▶ Text under study
◆ ◆ ◆ ◆ ◆ ◆ ◆

A’Hearn, B., Baten, J., & Crayen, D. (2009). Quantifying quantitative literacy: Age heaping and the history of human capital. The Journal of Economic History, 69(03), 783–808.

 

 

“Why did this spiral of economic and cognitive growth take off in Europe

rather than somewhere else, and why did it not happen earlier, for example in

classical Athens or the Roman Empire? One part of the answer is that this

process can start only when technologies are already in place to translate rising

economic output into rising intelligence. The minimal requirements are a

writing system that is simple enough to be learned by everyone without undue

effort, and a means to produce and disseminate written materials: paper, and

the printing press. The first requirement had been present in Europe and the

Middle East (but not China) since antiquity, and the second was in place in

Europe from the 15thcentury. The Arabs had learned both paper-making and

printing from the Chinese in the 13thcentury (Carter, 1955), but showed little

interest in books. Their civilization was entering into terminal decline at about

that time (Huff, 1993). “

 

Are there no FLynn effects in China? They still have a difficult writing system.

 

“Most important is that Flynn effect gains have been decelerating in recent

years. Recent losses (anti-Flynn effects) were noted in Britain, Denmark,

Norway and Finland. Results for the Scandinavian countries are based on

comprehensive IQ testing of military conscripts aged 18-19. Evidence for

losses among British teenagers is derived from the Raven test (Flynn, 2009)

and Piagetian tests (Shayer & Ginsburg, 2009). These observations suggest

that for cohorts born after about 1980, the Flynn effect is ending or has ended

in many and perhaps most of the economically most advanced countries.

Messages from the United States are mixed, with some studies reporting

continuing gains (Flynn, 2012) and others no change (Beaujean & Osterlind,

2008).”

 

These are confounded with immigration of low-g migrants however. Maybe the FLynn effect is still there, just being masked by dysgenics + low-g immigration.

◆ ◆ ◆ ◆ ◆ ◆ ◆

Dataset records:
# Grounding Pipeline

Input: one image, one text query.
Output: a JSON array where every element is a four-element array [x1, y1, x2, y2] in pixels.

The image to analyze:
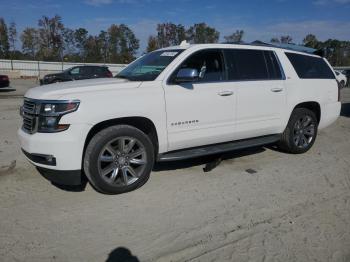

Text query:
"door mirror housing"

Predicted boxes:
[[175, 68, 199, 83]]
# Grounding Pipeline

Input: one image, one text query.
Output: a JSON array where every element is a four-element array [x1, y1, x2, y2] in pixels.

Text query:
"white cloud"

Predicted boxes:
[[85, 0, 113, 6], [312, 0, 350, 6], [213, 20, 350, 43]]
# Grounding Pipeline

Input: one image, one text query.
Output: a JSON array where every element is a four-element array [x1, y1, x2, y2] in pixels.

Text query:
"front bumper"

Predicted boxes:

◆ ◆ ◆ ◆ ◆ ◆ ◆

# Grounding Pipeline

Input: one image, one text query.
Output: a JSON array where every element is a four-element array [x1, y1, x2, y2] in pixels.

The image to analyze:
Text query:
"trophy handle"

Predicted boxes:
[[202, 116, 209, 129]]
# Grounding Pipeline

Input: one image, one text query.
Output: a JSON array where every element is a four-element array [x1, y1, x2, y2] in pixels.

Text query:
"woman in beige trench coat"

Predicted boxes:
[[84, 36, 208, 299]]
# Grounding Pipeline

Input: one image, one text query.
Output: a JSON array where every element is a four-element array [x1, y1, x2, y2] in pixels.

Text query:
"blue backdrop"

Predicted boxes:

◆ ◆ ◆ ◆ ◆ ◆ ◆

▶ Task goal
Please reproduce the passage on cognitive growth and the Flynn effect word for word, from "These are confounded" to "dysgenics + low-g immigration.".

▶ Your solution
These are confounded with immigration of low-g migrants however. Maybe the FLynn effect is still there, just being masked by dysgenics + low-g immigration.